Short exercise A: Copy the passage from the article on growing up in nature, starting with "1) They are" and going on through "downtime, for instance.".
Short exercise B: Name every celebrity whom the article on growing up in nature mentions as having grown up on a farm.

Document:
▬▬▬
Did you know that celebs Salma Hayek, Charlize Theron, and Carrie Underwood grew up living on farms? These stars have said that growing up on a farm taught them an appreciation for nature as well as the value of hard work.
Maybe you never grew up in the country but you were still surrounded by nature as a child. Perhaps you spent your spare time biking through trails and forests and fishing at the lake.
Having this kind of nature-infused upbringing has probably made you partial to the great outdoors and it’s where you might feel most alive.
How does growing up in nature uniquely reflect how a person relates to the world as an adult? Read on to find out.
1) They are more apt to marvel at the wonder of life
Growing up with nature all around can be glorious in a myriad of ways. For one thing, everything is more pronounced: the sunrises, the sunsets, the sign of the stars on a clear night, the perfumed scent of rainfall—they all have a vividness that feels almost magical.
Children especially are enchanted by the beauty of nature. Later, as adults, they can take this awe and apply it so that nature still has a substantial presence in their lives—even if they live in the city. They might be mountain climbers during their downtime, for instance.
▬▬▬
Supplied records:
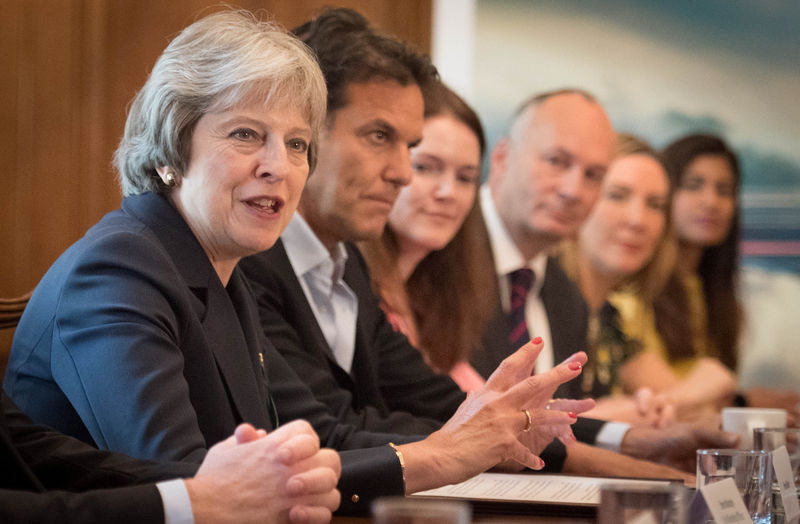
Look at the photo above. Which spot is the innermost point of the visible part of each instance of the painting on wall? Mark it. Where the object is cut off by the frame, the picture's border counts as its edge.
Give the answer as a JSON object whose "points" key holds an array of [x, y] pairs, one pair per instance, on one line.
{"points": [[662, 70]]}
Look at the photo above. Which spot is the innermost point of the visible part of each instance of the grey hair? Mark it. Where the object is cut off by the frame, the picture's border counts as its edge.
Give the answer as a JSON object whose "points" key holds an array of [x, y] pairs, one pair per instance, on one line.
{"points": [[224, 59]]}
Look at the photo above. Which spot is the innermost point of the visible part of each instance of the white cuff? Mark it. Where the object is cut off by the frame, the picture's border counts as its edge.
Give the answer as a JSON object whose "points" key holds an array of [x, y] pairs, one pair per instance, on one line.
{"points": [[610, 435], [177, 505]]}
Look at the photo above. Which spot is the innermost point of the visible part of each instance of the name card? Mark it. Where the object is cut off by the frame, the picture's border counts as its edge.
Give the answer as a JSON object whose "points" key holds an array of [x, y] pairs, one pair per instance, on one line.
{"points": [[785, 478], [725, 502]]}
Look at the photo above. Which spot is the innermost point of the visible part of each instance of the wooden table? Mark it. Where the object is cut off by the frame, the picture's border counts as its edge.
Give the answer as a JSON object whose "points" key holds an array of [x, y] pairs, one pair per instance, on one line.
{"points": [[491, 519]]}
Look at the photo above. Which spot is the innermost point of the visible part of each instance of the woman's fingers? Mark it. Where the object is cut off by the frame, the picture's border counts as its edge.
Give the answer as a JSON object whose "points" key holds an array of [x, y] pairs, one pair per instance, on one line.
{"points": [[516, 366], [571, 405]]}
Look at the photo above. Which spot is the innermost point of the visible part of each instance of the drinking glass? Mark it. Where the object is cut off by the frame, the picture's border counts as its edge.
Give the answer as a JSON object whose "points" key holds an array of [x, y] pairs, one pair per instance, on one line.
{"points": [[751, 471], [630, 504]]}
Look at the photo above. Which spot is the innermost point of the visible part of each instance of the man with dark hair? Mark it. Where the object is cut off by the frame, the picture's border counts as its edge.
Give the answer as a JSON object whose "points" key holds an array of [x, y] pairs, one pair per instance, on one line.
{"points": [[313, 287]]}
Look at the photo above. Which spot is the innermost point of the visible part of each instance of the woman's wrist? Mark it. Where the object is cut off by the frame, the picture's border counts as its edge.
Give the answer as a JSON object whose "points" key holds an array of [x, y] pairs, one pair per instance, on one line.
▬▬▬
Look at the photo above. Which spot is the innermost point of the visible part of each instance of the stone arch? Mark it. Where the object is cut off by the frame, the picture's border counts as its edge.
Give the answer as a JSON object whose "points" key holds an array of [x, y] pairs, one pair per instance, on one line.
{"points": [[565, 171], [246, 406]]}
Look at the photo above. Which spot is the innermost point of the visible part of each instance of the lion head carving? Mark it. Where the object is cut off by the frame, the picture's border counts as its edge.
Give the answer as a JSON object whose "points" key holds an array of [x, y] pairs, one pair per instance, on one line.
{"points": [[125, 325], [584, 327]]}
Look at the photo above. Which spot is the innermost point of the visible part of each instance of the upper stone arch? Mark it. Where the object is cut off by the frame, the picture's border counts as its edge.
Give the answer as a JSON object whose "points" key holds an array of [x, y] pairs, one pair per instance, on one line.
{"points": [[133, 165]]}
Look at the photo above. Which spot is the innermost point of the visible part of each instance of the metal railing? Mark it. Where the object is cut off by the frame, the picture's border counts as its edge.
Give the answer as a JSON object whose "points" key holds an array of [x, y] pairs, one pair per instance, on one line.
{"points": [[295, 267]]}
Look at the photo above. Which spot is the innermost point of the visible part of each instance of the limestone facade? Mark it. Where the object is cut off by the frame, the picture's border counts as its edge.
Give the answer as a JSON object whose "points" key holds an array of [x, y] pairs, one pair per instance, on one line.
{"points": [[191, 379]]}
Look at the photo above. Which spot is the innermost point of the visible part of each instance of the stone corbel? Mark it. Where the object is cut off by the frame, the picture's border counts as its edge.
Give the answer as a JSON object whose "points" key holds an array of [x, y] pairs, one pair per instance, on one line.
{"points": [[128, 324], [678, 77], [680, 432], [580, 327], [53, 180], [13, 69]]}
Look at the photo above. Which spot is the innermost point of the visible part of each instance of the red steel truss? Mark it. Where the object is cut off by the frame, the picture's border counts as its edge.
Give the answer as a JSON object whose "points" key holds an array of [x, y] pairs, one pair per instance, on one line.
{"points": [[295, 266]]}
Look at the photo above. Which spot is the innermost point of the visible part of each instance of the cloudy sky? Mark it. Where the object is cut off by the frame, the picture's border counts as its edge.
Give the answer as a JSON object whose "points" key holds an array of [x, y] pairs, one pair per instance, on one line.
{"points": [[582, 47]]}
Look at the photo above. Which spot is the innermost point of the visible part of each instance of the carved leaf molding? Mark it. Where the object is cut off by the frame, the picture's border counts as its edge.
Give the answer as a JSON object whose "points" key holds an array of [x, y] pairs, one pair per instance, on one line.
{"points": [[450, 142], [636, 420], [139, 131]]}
▬▬▬
Full response A:
1) They are more apt to marvel at the wonder of life
Growing up with nature all around can be glorious in a myriad of ways. For one thing, everything is more pronounced: the sunrises, the sunsets, the sign of the stars on a clear night, the perfumed scent of rainfall—they all have a vividness that feels almost magical.
Children especially are enchanted by the beauty of nature. Later, as adults, they can take this awe and apply it so that nature still has a substantial presence in their lives—even if they live in the city. They might be mountain climbers during their downtime, for instance.

Full response B:
Salma Hayek
Charlize Theron
Carrie Underwood